EXERCISE:
List every line below containing "candle".
(Beginning of EXCERPTED RECORDS)
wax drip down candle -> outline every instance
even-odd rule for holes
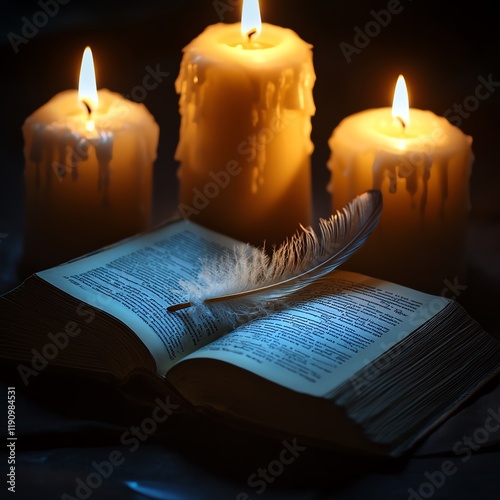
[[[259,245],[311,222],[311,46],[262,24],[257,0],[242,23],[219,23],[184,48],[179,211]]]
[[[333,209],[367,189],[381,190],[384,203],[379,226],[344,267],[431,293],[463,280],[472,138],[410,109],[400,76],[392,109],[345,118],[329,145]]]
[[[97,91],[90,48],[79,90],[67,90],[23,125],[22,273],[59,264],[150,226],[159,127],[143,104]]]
(End of EXCERPTED RECORDS)
(Beginning of EXCERPTED RECORDS)
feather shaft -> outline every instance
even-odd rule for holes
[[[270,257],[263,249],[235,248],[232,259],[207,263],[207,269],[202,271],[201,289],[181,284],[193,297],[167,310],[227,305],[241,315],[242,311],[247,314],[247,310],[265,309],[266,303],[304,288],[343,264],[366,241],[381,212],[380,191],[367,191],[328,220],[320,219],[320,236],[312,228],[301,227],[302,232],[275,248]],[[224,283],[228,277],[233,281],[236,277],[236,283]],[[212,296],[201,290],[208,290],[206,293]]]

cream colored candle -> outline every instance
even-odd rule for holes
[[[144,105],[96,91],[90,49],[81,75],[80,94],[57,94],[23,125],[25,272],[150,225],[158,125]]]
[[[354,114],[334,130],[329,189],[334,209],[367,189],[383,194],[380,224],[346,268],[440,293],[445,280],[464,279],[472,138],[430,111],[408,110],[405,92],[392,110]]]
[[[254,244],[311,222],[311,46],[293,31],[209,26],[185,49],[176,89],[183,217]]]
(End of EXCERPTED RECORDS)
RESPONSE BELOW:
wax drip down candle -> outline every instance
cream colored candle -> outline every instance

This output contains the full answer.